*WHAT THIS TASK INVOLVES*:
Format every line of the items below as a numbered list, skipping blank lines. Leave the pictures out of the list.

*SOURCE RECORDS*:
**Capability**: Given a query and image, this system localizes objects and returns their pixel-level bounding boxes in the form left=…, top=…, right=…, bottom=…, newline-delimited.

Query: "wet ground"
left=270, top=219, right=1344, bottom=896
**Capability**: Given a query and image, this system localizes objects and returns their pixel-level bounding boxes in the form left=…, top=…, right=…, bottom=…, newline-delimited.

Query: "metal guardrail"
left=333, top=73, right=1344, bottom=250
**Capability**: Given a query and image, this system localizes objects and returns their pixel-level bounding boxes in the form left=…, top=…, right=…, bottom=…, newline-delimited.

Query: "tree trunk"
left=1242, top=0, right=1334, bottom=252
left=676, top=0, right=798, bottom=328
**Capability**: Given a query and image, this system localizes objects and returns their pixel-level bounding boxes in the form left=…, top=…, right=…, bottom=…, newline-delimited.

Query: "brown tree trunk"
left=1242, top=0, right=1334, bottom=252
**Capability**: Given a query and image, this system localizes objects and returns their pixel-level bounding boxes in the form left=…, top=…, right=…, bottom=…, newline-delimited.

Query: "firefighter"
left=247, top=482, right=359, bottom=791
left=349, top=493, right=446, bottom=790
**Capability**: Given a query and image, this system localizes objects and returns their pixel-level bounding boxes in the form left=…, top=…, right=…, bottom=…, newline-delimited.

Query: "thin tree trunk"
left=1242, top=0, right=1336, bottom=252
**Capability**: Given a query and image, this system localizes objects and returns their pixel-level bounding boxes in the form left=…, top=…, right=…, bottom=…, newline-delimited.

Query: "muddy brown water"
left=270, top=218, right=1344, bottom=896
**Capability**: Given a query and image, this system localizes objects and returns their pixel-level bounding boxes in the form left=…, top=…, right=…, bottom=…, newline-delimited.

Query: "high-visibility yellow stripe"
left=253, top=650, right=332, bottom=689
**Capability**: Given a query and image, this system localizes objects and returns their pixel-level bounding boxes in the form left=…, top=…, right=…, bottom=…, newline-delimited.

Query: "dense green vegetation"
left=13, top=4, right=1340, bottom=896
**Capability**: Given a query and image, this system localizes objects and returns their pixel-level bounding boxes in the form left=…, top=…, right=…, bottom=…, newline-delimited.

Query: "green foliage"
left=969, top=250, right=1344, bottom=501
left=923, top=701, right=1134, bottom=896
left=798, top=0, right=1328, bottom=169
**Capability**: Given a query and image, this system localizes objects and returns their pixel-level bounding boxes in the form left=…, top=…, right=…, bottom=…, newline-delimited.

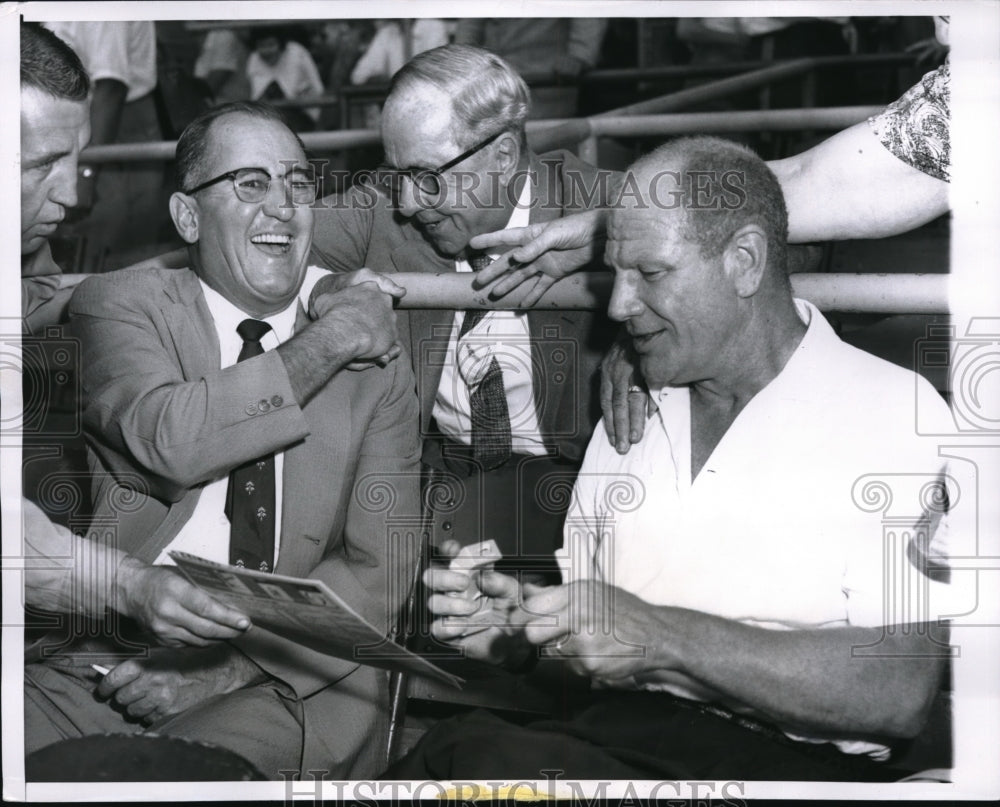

*RESULT FOR THIS EXERCISE*:
1. **Capability**: Given a query and image, this system localizes objects and returns their pixel-level bounding boxes in the form left=…, top=…, right=…, bottom=…, newline-delimited.
2. Query: "wet ground"
3. left=270, top=219, right=1344, bottom=896
4. **Capability**: Given a query and image, this system localizes objects and returns their pixel-level bounding boxes in the form left=…, top=…, right=…, bottom=…, newline-delimited.
5. Query: "metal guardrail"
6. left=333, top=73, right=1344, bottom=250
7. **Capability**: Given a query and image, this system localizes objects and returns their pixel-level bounding boxes in the form left=…, top=…, right=…, bottom=…, newline-delimited.
8. Query: "tree trunk"
9. left=1242, top=0, right=1334, bottom=252
10. left=676, top=0, right=798, bottom=328
11. **Capability**: Given a query and image, this system localizes objects and returns their pixel-level bounding boxes in the form left=…, top=…, right=…, bottom=…, newline-delimited.
12. Query: "brown tree trunk"
13. left=1242, top=0, right=1334, bottom=252
14. **Capability**: Given a query and image, this system localizes objects and returns their pixel-level bounding boxes in the form left=…, top=…, right=…, bottom=…, newline-delimited.
15. Query: "firefighter"
16. left=247, top=482, right=359, bottom=791
17. left=349, top=493, right=446, bottom=790
18. **Capability**: Given a query and image, this system localizes objects and returns their pixel-level bounding boxes in the form left=…, top=…, right=…, bottom=…, newline-delimited.
19. Query: "thin tree trunk"
20. left=1242, top=0, right=1336, bottom=252
21. **Capability**: Given a query and image, this system localizes objects and returns their pixel-level bounding boxes in the form left=…, top=…, right=…, bottom=…, newline-delimited.
22. Query: "muddy brown water"
23. left=270, top=218, right=1344, bottom=896
24. **Capability**: Given a query and image, this system localizes objects and returns their pixel-level bounding boxes in the form left=…, top=…, right=…, bottom=…, newline-delimited.
25. Query: "high-visibility yellow stripe"
26. left=253, top=650, right=332, bottom=689
27. **Capability**: Given a query and image, this system localizes objects and returns their pixel-level bounding boxes in the form left=…, top=…, right=…, bottom=…, newline-delimited.
28. Query: "dense green vegetation"
29. left=13, top=4, right=1340, bottom=896
30. **Capability**: Given a query and image, this system localizes objects and returns their pixel-level bounding boxes in the form left=…, top=…, right=…, bottom=…, newline-delimited.
31. Query: "green foliage"
32. left=969, top=250, right=1344, bottom=501
33. left=923, top=701, right=1134, bottom=896
34. left=798, top=0, right=1328, bottom=169
35. **Capability**: Given a query and image, this system localizes objects and returns their pixel-level bounding boxes in the form left=…, top=…, right=…, bottom=…, newline-delimited.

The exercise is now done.